# Text block:
-- start --

# Shiny new thing!



## froggystyle

Made the trip to BB today, Marco shown the machines and i made my mind up.

Handed over some cash (A lot) and filled some boxes with stuff!

So before and after!



















Now just need to order the E10.


----------



## jeebsy

What made you go for the Rocket?


----------



## DoubleShot

Big upgrade! 

Nice splash of colour (red milk jug/tamper and cups).

What is that display with a coiled cable to left of Rocket? A digital PID?


----------



## froggystyle

jeebsy said:


> What made you go for the Rocket?


The steam and water wand, liked how they come out of the side.


----------



## froggystyle

DoubleShot said:


> Big upgrade!
> 
> Nice splash of colour (red milk jug/tamper and cups).
> 
> What is that display with a coiled cable to left of Rocket? A digital PID?


Yeah picked up a red pitcher, which they chucked in for free, wait till you see my next red thing that hopefully will appear next to the rocket in a couple of weeks.

Yep, its the pid out the side, it plugs in so you can remove


----------



## coffeechap

Oooooo a nice red e10 then


----------



## froggystyle

coffeechap said:


> Oooooo a nice red e10 then


Maybe...


----------



## Phil104

Wow, wow and wow froggy - and happy playing.


----------



## DoubleShot

I'm not up on Rocket machines but I take it from the two pressure dials it's a DB machine?

Look forward to hearing how you get on with it.


----------



## funinacup

DoubleShot said:


> I'm not up on Rocket machines but I take it from the two pressure dials it's a DB machine?
> 
> Look forward to hearing how you get on with it.


HX's can have two pressure gauges too - one for brew pressure & one for boiler pressure.

Key giveaway on a DB (excluding the Piccino) is a PID.


----------



## Glenn

Nice one Froggy

You will notice the difference in the cup

The R58 is a beautiful machine


----------



## froggystyle

The steam power scares me!!

-- end --

# Your goal:
Extend the thread about the new Rocket espresso machine with the next few posts, picking up after its final post.

# Extracted entries:
-- start --

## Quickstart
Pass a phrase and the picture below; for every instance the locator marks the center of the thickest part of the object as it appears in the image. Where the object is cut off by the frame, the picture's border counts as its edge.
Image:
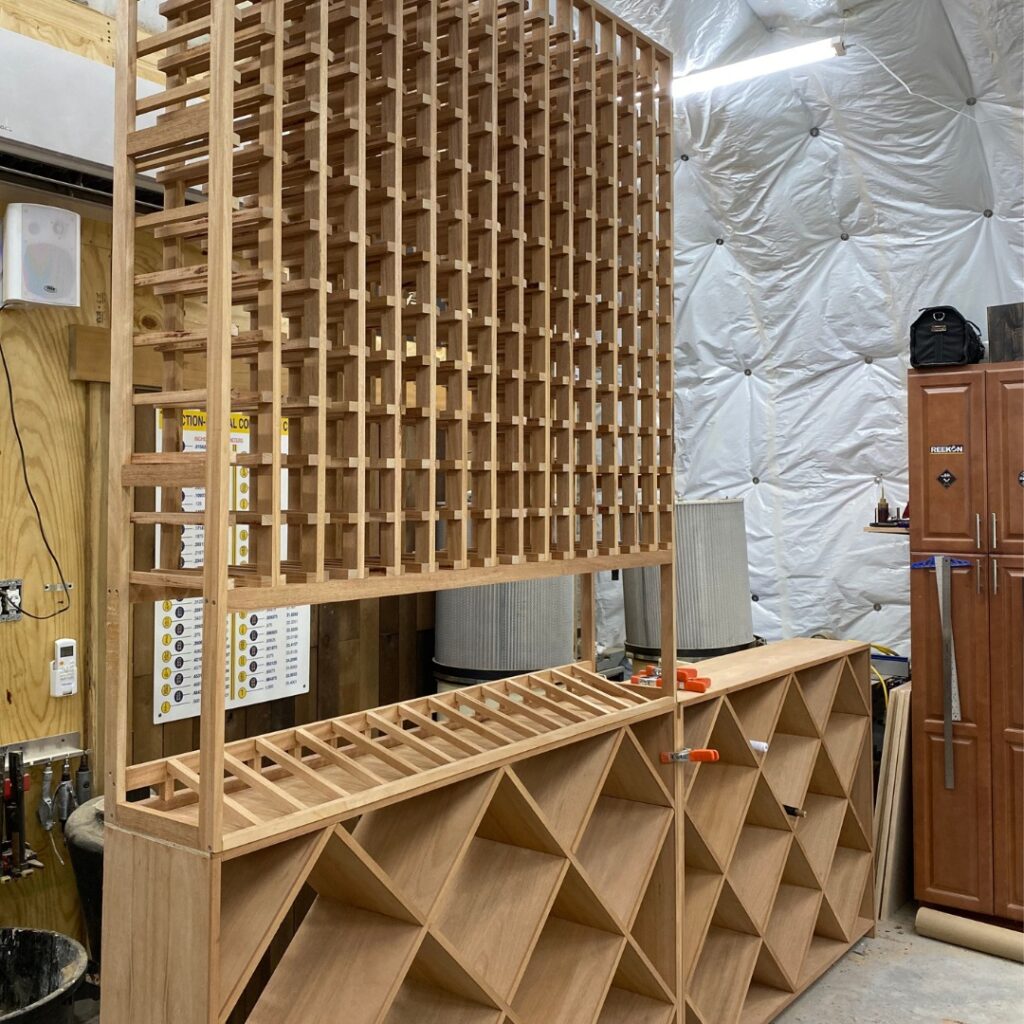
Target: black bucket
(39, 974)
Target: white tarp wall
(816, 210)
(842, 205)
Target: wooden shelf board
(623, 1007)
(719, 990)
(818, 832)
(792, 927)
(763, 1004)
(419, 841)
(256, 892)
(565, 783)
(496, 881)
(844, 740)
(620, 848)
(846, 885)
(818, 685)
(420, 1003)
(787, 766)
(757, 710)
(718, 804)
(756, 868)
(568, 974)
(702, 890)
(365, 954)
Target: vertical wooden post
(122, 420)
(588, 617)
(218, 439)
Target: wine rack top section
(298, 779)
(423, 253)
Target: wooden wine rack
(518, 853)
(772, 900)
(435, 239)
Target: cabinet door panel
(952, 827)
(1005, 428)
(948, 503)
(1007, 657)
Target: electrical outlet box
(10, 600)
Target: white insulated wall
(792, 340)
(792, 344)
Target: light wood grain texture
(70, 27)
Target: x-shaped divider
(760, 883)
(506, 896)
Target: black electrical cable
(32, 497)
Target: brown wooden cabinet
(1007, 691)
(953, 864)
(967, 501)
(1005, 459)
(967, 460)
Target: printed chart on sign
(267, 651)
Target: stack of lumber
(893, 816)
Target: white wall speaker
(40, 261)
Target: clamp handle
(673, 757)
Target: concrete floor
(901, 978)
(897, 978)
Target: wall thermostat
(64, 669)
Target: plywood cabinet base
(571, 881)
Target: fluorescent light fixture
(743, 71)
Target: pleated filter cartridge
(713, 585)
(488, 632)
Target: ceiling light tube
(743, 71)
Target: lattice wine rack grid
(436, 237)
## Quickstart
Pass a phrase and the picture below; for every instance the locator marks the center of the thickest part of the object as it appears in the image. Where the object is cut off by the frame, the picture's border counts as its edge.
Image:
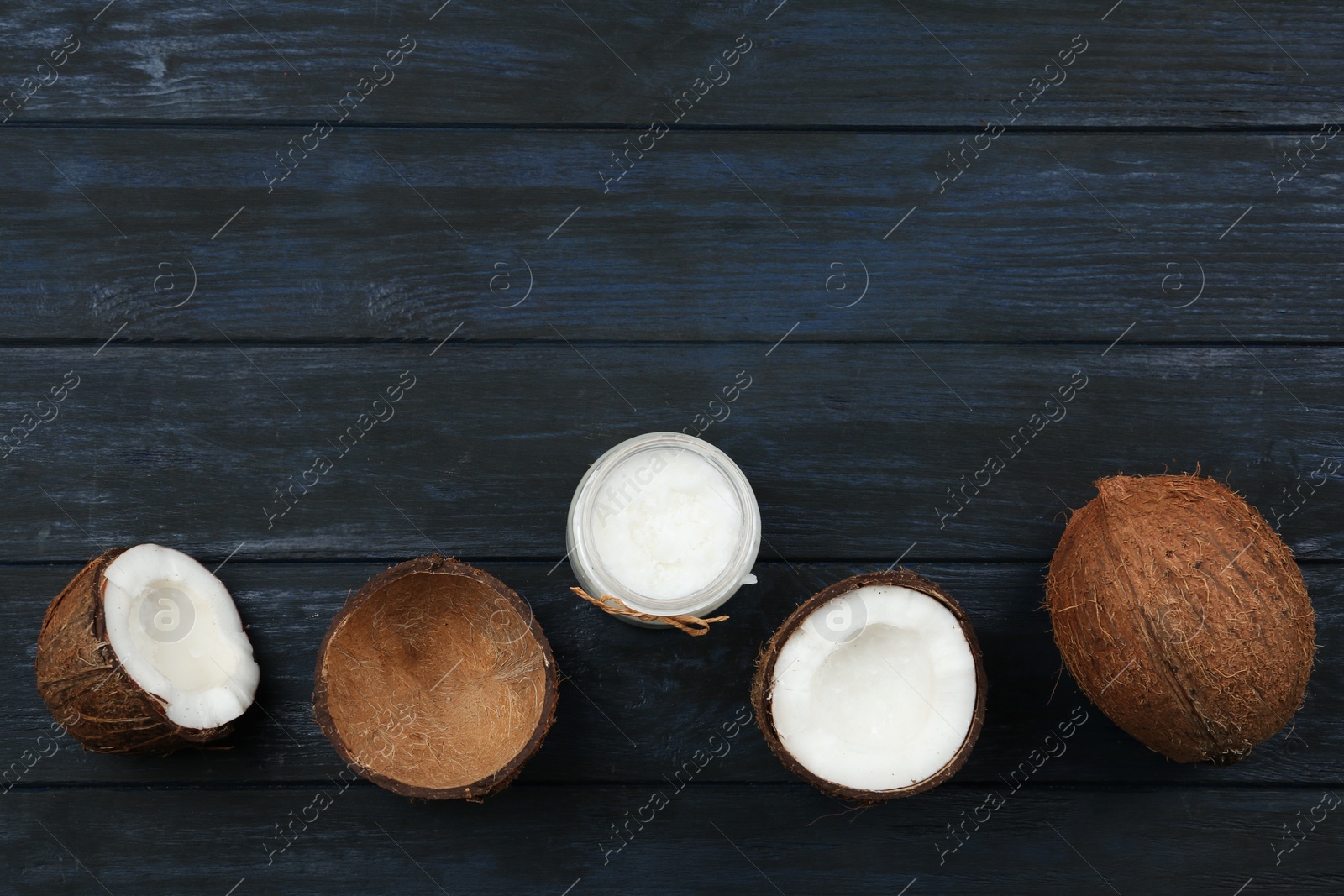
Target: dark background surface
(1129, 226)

-- end --

# Output below:
----------



## froggystyle

Glenn said:


> Nice one Froggy
> 
> You will notice the difference in the cup
> 
> The R58 is a beautiful machine


Thanks Glenn, it really is a looker, the Alex Duetto was my first choice but the drip tray just looked out of place, plus i like wands on the rocket better.

Back to basics now as the first couple of shots i pulled were lame, but that could be down to the Vario which i only purchased for brewed.

Top marks to Bella Barista again though, free pitcher, 1kg of beans and 3% off the grinder when it arrives.

Also picked up some filters for the V60 and an aeropress as wifey keeps banging on about getting one.


----------



## johnealey

Nice machine froggy, was over there yesterday buying some bulk greens and trying to avoid all the tempting shiny stuff whilst they bagged it up. Marco really is a nice guy, extremely knowledgeable ( as they all are) with a incredible memory for detail.

Enjoy.

John


----------



## DoubleShot

Great unobstructed corner you have there to work in too!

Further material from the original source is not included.